**WHAT THIS TASK INVOLVES**
Return every line in the entries below that contains the word "pheasant".

**INPUT FOR THIS TASK**
++++++
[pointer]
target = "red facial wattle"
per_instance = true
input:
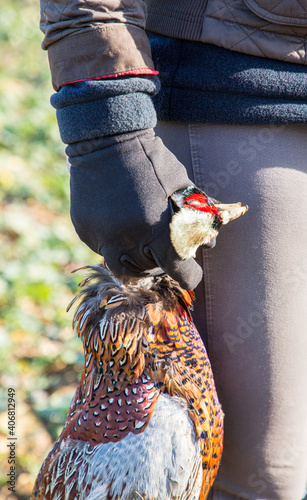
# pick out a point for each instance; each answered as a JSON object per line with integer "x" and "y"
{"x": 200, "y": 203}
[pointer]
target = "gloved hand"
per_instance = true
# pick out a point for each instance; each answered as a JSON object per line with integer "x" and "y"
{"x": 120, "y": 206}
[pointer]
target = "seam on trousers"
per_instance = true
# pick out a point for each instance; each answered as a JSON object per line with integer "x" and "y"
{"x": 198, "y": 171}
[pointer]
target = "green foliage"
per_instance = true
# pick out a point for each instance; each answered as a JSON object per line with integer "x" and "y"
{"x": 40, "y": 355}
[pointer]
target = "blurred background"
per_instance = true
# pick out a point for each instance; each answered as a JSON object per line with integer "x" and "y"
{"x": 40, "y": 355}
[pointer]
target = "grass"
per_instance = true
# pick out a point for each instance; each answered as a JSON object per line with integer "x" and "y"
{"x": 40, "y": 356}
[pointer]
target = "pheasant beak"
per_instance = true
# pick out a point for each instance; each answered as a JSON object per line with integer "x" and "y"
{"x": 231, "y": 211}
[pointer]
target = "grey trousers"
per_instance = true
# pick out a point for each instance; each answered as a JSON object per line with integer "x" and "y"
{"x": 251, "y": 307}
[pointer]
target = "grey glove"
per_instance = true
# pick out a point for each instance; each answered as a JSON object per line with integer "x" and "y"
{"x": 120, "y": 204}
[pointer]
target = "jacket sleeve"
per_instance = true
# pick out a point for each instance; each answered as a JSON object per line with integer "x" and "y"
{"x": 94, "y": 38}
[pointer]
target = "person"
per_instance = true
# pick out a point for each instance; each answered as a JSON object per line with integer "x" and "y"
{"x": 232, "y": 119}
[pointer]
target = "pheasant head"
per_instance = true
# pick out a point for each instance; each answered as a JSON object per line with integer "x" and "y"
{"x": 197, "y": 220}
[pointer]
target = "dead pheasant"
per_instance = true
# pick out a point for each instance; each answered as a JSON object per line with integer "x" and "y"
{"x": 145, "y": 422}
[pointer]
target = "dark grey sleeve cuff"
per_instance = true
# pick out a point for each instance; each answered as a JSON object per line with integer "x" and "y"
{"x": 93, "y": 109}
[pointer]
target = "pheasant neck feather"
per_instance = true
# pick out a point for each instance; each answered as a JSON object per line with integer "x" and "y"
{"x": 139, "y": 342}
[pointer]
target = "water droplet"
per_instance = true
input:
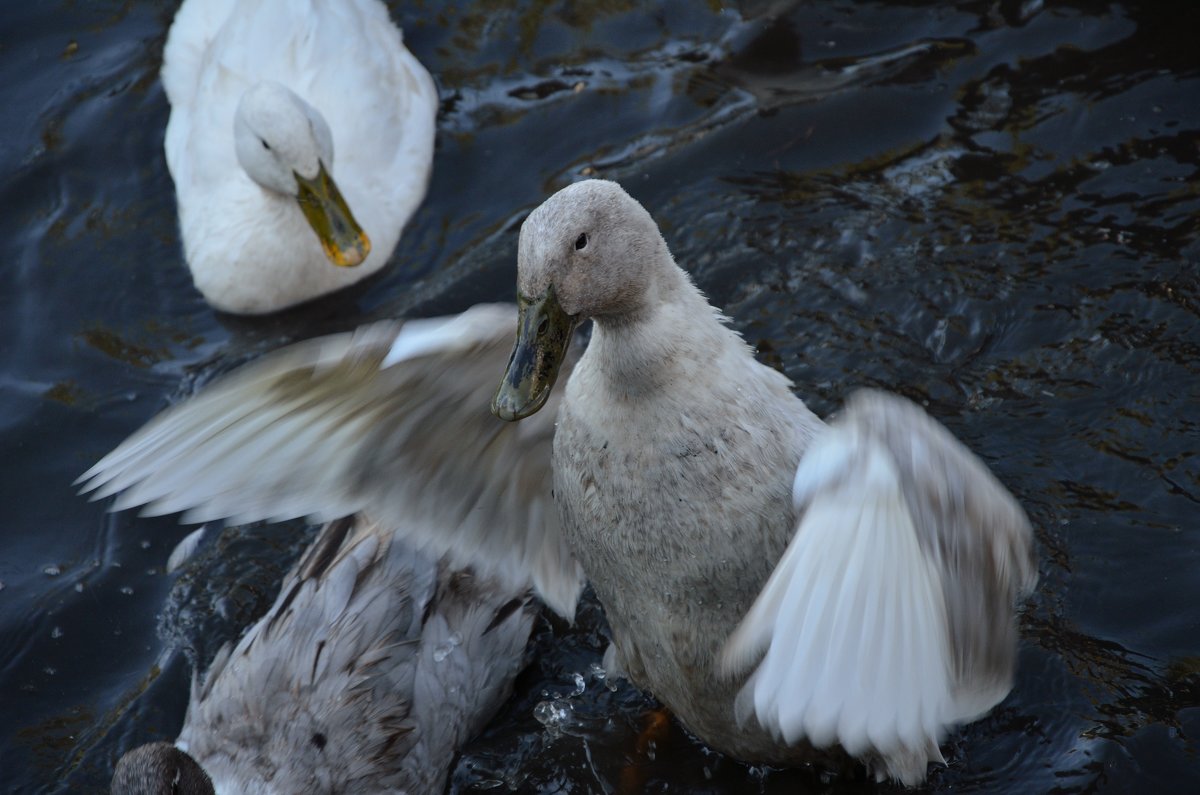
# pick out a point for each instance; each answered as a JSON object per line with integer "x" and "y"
++++++
**EXERCISE ANSWER**
target = "pheasant beak"
target = "pheasant head"
target = "dead pheasant"
target = "pheasant neck feather"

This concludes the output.